Image object location records
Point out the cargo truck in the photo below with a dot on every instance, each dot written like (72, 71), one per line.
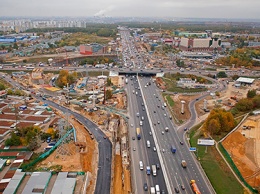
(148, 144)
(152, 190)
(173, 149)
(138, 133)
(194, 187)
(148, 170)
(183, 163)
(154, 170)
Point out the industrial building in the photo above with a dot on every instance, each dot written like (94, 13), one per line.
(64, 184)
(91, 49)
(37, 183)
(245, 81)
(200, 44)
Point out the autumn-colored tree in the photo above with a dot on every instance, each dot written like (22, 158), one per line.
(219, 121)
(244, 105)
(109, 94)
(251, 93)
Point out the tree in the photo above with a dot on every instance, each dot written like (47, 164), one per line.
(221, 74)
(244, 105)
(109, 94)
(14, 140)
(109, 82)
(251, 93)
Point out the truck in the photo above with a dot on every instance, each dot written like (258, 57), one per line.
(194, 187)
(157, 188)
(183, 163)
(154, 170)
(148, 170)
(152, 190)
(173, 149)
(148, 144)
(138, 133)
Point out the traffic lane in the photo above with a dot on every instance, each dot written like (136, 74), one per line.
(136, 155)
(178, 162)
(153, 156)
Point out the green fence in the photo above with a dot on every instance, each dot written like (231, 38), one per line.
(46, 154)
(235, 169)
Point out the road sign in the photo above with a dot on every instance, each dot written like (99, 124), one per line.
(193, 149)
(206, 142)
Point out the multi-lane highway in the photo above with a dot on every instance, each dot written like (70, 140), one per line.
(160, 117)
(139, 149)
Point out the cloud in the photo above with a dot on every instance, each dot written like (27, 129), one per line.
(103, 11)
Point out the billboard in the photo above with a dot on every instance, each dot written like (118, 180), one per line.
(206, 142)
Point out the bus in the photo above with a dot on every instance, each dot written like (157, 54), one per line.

> TASK OBJECTIVE
Please write out every record above word for word, leaving out the pictures.

> EXERCISE RESULT
Point out the cargo truck in the photo below with a dot on every instance, each dot written like (72, 71), one per line.
(148, 144)
(152, 190)
(173, 149)
(138, 133)
(194, 187)
(148, 170)
(183, 163)
(154, 170)
Point out the industrial building in the photo above with a dot on every instance, each dot written like (94, 13), one per line.
(64, 184)
(91, 49)
(37, 183)
(245, 81)
(200, 44)
Point out the autumn-colored tree in the photo above with a dot on every instance, each dot written like (22, 158), one per line.
(219, 121)
(244, 105)
(109, 94)
(251, 93)
Point out the tree in the photo above with a dot on every instance, each dot written like (47, 164), one per line.
(221, 74)
(244, 105)
(109, 94)
(14, 140)
(109, 82)
(251, 93)
Point out the truck in the photo above with a dot on every instance, each dot written like (258, 57), one per line.
(194, 187)
(157, 188)
(183, 163)
(154, 170)
(148, 170)
(152, 190)
(173, 149)
(148, 144)
(138, 133)
Point out the traffic lane in the photo above with a dot on every instance, each dot written like (136, 74), one per line.
(136, 155)
(178, 162)
(153, 156)
Point out the green fence in the photo above with a dot on every instance, each dot written like (231, 38), one per line.
(46, 154)
(235, 169)
Point out the road sign in the photo above with a dot on every instance, each dot written like (99, 124), one per line.
(193, 149)
(206, 142)
Point out the multi-lane highway in the photo above with a dot on every instance, each dot written like (70, 140), one per line.
(160, 117)
(139, 149)
Point out the cloud in the photo above with a dot on every instance, each dot written like (27, 129), one per line.
(103, 11)
Point out the billboard in the photo above with a dot on every instance, each dot written like (118, 180), one per line.
(206, 142)
Point out the bus in the photo above with a dot on every instance, each dot written like (157, 54), one per line.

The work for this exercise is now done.